*Goal of the exercise*: Please repeat every one of the rows below word for word, leaving nothing out.

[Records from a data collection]

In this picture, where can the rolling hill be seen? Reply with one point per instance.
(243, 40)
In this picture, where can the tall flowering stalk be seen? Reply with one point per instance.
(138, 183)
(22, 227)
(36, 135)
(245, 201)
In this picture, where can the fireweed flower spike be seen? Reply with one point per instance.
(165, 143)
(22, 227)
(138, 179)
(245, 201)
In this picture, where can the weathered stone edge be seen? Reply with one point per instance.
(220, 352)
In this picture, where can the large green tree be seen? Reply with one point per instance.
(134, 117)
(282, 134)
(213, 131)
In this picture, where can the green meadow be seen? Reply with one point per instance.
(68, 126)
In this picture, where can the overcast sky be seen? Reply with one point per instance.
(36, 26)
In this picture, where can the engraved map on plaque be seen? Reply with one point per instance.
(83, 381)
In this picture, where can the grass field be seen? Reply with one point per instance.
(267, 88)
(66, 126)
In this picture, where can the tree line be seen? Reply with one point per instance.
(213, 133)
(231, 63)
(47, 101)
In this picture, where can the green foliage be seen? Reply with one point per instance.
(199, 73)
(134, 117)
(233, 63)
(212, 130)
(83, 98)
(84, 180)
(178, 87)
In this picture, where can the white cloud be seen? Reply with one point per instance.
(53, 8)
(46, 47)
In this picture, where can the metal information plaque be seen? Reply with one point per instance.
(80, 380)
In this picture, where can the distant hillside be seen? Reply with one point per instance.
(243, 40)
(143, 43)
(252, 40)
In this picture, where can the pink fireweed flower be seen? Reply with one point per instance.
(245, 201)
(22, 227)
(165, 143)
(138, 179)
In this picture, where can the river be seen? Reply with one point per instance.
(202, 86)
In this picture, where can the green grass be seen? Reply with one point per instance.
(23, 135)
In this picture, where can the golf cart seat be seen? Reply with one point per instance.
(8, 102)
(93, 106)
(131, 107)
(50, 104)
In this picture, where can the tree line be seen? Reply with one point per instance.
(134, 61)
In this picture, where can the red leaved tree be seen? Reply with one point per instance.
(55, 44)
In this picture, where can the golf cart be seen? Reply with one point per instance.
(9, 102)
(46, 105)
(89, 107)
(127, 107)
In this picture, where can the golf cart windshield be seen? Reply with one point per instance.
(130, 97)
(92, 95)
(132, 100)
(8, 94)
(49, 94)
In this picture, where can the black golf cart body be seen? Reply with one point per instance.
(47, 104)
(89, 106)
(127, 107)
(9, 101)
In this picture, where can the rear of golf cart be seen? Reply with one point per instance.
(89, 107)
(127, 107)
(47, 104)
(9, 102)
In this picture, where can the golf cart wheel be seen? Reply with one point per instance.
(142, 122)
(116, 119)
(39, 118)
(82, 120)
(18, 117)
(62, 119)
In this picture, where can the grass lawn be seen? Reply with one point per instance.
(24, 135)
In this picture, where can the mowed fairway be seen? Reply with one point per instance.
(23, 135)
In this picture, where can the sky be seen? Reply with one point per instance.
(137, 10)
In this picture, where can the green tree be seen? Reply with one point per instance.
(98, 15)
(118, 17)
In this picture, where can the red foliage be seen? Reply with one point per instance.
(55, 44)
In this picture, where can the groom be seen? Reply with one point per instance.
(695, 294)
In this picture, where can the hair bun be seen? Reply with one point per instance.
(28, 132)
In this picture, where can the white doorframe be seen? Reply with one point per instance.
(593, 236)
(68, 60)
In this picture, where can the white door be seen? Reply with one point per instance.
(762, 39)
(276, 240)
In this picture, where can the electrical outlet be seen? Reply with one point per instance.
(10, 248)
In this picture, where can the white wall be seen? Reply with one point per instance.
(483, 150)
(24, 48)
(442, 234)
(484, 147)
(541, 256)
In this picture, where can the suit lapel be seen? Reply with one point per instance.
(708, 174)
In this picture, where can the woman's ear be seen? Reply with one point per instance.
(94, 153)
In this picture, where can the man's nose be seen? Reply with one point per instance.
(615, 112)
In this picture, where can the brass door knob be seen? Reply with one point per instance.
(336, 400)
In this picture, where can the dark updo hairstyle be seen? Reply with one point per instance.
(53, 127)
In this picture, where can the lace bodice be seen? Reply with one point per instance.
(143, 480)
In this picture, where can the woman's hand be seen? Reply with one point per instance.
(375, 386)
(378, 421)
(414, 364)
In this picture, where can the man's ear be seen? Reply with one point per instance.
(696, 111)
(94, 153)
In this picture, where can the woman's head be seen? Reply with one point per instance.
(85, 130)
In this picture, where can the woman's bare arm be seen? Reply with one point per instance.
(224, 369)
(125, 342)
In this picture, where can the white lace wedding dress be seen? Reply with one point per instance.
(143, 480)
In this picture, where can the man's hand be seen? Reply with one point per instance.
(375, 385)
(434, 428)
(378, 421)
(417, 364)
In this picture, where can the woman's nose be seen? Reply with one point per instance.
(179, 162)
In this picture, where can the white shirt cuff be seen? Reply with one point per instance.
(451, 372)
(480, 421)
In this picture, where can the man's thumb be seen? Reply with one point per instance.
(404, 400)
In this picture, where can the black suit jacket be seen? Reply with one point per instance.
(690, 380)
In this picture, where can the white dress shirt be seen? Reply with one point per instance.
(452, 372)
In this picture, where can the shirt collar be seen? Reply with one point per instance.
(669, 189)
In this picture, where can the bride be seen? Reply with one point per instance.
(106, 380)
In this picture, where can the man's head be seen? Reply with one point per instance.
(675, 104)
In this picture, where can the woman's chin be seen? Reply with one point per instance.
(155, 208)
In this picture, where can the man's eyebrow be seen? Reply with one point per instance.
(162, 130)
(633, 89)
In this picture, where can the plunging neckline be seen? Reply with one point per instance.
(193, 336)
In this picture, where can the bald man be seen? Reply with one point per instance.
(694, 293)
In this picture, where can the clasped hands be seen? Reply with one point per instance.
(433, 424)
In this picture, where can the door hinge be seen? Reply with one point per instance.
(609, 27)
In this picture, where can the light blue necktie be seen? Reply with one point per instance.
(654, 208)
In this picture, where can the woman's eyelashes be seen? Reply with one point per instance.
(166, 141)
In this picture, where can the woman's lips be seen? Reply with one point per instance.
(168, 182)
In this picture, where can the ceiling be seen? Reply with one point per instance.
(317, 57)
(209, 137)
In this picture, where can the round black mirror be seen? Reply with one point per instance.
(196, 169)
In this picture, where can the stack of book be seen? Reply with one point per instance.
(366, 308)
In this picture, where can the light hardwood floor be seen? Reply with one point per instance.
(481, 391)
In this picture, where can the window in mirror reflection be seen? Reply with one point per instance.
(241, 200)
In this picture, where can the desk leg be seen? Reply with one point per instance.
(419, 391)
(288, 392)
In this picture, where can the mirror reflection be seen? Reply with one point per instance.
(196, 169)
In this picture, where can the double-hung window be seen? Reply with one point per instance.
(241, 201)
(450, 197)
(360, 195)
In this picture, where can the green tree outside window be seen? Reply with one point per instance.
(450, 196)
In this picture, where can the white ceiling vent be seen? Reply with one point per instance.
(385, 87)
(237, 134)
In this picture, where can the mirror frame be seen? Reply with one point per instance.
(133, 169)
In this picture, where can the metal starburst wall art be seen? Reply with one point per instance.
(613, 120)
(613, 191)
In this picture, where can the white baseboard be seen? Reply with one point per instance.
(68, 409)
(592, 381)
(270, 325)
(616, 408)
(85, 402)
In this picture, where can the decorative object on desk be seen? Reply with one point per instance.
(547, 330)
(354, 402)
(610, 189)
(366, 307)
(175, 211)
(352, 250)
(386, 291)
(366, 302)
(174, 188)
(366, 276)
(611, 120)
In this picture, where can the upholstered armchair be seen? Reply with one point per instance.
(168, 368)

*Exercise solution*:
In this picture, where can the rolling hill be seen? Reply with one point per instance.
(243, 40)
In this picture, where can the tall flowering stalk be seen? Reply with one point per instance.
(138, 183)
(22, 227)
(36, 135)
(245, 201)
In this picture, where can the fireweed flower spike be seen? Reply with one point per instance.
(165, 143)
(22, 227)
(138, 179)
(245, 201)
In this picture, where can the weathered stone edge be seen? Reply with one point per instance.
(220, 352)
In this picture, where can the large green tree be seen? Reply with one point per instance.
(134, 117)
(282, 134)
(213, 131)
In this picture, where can the green meadow be seen? Reply with one point per instance.
(68, 126)
In this picture, where can the overcast sky be seen? Reply with one point per instance.
(36, 26)
In this picture, where can the engraved map on plaque be seen? Reply with one point per instance.
(83, 381)
In this picture, where can the grass field be seen? Reply with one point per instance.
(267, 88)
(66, 126)
In this picture, where can the tree line be seen? Reply with one point per instance.
(213, 133)
(231, 63)
(47, 101)
In this picture, where can the green foliage be seen? Reply with one point per instance.
(199, 73)
(134, 117)
(233, 63)
(212, 130)
(83, 98)
(84, 180)
(178, 87)
In this picture, where can the white cloud be seen? Reply with one point per instance.
(53, 8)
(46, 47)
In this picture, where can the metal information plaque be seen? Reply with one point per instance.
(80, 380)
In this picture, where can the distant hillside be seen? Reply with one point per instance.
(243, 40)
(143, 43)
(252, 40)
In this picture, where can the pink fireweed flower be seen? Reply with one point per instance.
(245, 201)
(22, 227)
(165, 143)
(138, 179)
In this picture, where can the river be seen? Reply with one point per instance.
(202, 86)
In this picture, where can the green grass be seen? Reply with one point per instance.
(23, 135)
In this picture, where can the golf cart seat be seen? Reply with one point per instance.
(8, 102)
(93, 106)
(131, 107)
(50, 104)
In this picture, where can the tree line be seen? Reply with one point per instance.
(134, 61)
In this picture, where can the red leaved tree be seen? Reply with one point per instance.
(55, 44)
In this picture, where can the golf cart be seen? Reply with one point per instance.
(9, 102)
(46, 105)
(89, 107)
(127, 107)
In this picture, where can the golf cart windshield be seen? Reply with one point per instance.
(130, 97)
(92, 95)
(132, 100)
(8, 94)
(49, 94)
In this picture, where can the black golf cart body be seen? Reply with one point per instance.
(47, 104)
(89, 106)
(127, 107)
(9, 101)
In this picture, where can the rear of golf cart be seen? Reply with one point per instance.
(89, 107)
(127, 107)
(47, 104)
(9, 102)
In this picture, where can the golf cart wheel be seen? Reply with one point per instance.
(142, 122)
(116, 119)
(39, 118)
(82, 120)
(18, 117)
(62, 119)
In this picture, where can the grass lawn be seen? Reply with one point per instance.
(24, 135)
In this picture, where can the mowed fairway be seen? Reply with one point per instance.
(23, 135)
In this picture, where can the sky be seen? Reply with one point per instance.
(137, 10)
In this picture, where can the green tree be seen? Reply with one point per instance.
(98, 15)
(118, 17)
In this picture, where can the red foliage be seen? Reply with one point per instance.
(55, 44)
In this picture, where can the groom be seen? Reply with one point per instance.
(695, 294)
In this picture, where can the hair bun be seen? Reply with one point per instance.
(28, 132)
In this picture, where can the white doorframe be seen? Reply with one point per instance.
(593, 236)
(68, 60)
In this picture, where can the white door be seen? Reply with one point per instance.
(762, 39)
(276, 240)
In this picture, where can the electrical outlet be seen? Reply with one point per instance.
(10, 248)
In this picture, where can the white wall be seen? Reply with one point per instance.
(483, 150)
(24, 48)
(442, 234)
(484, 147)
(541, 256)
In this picture, where can the suit lapel be seen? Reply with one point per instance.
(708, 174)
In this picture, where can the woman's ear be seen? Reply with one point per instance.
(94, 153)
In this picture, where can the man's nose be seen? Reply with one point per instance.
(615, 112)
In this picture, where can the brass door knob be seen? Reply with one point per instance.
(336, 400)
In this picture, where can the dark updo hairstyle be seen? Reply with one point per instance.
(53, 127)
In this picture, where can the lace bodice be seen? Reply with one point per instance.
(143, 480)
In this picture, where can the woman's hand be seen? Reply with one point per instance.
(375, 386)
(378, 421)
(414, 364)
In this picture, where can the man's ear be seen? Reply with one point per instance.
(696, 111)
(94, 153)
In this picture, where can the woman's head be seen? Reply with one point per instance.
(85, 130)
In this picture, where can the woman's bare arm be seen? Reply with one point per instance.
(224, 369)
(125, 342)
In this picture, where can the white lace wedding dress be seen? Reply with one point per instance.
(143, 480)
In this picture, where can the man's hand be seen? Reply with one point per instance.
(375, 385)
(434, 428)
(378, 421)
(417, 364)
In this picture, where can the woman's nose be seen? Reply with one point per instance.
(179, 162)
In this picture, where can the white shirt cuff be seen? Reply with one point per instance.
(451, 372)
(480, 421)
In this picture, where can the man's thumb be seen? Reply with one point per instance.
(404, 400)
In this picture, where can the black suit jacket be seen? Reply with one point per instance.
(690, 380)
In this picture, where can the white dress shirt be seen? Reply with one point per instance.
(452, 372)
In this picture, where can the shirt collar be seen? Reply with one point per instance.
(669, 189)
In this picture, where can the bride be seen? Reply with one point per instance.
(106, 380)
In this picture, where can the man's head be seen? Reply with one point per instance.
(675, 104)
In this picture, where can the woman's chin be seen? Reply with one point per instance.
(155, 208)
In this picture, where can the man's eyebrow be seen? Reply with one point per instance.
(162, 130)
(633, 89)
In this picture, where can the plunging neckline be seen? Reply with one point per instance.
(193, 336)
In this picture, where can the bald man be seen? Reply with one point per instance.
(694, 293)
In this picture, where can the clasped hands be seen? Reply with one point per instance.
(433, 424)
In this picture, where can the door hinge be seen? Reply with one point per instance.
(609, 27)
In this picture, where can the light blue necktie be seen? Reply with one point per instance.
(654, 208)
In this picture, where can the woman's eyelashes be seen? Reply with one point per instance.
(166, 141)
In this picture, where can the woman's lips be seen? Reply with one point per instance.
(168, 182)
In this picture, where can the ceiling be seen? Reply with one point per instance.
(317, 57)
(209, 137)
In this picture, where can the round black mirror be seen? Reply with one point per instance.
(196, 169)
In this picture, where can the stack of book be seen? Reply with one point per instance.
(366, 308)
In this picture, where can the light hardwood floor be seen? Reply with one point per instance.
(481, 391)
In this picture, where can the window in mirror reflection be seen? Reply with one point per instance.
(241, 200)
In this picture, where can the desk leg be seen? Reply with one point per instance.
(419, 391)
(288, 392)
In this picture, where can the mirror reflection be seen? Reply with one point per instance.
(196, 169)
In this picture, where can the double-hung window be seen? Reply with one point per instance.
(241, 201)
(450, 197)
(360, 195)
In this picture, where can the green tree outside window be seen? Reply with one point per instance.
(450, 196)
In this picture, where can the white ceiling vent be seen? Reply with one point per instance.
(385, 87)
(237, 134)
In this picture, where can the mirror frame be seen? Reply with one point per instance.
(133, 169)
In this picture, where can the metal starburst wall art be seen? Reply with one point per instance.
(613, 120)
(613, 191)
In this picture, where can the white baseboard be seen? Reply with one point per instance.
(68, 409)
(592, 381)
(270, 325)
(616, 408)
(85, 402)
In this picture, where can the decorative object on desk be seen? Reply with one point per instance.
(547, 330)
(354, 402)
(610, 189)
(366, 307)
(175, 211)
(352, 250)
(386, 291)
(366, 302)
(174, 188)
(366, 276)
(611, 120)
In this picture, where can the upholstered armchair be seen? Reply with one point per instance.
(168, 368)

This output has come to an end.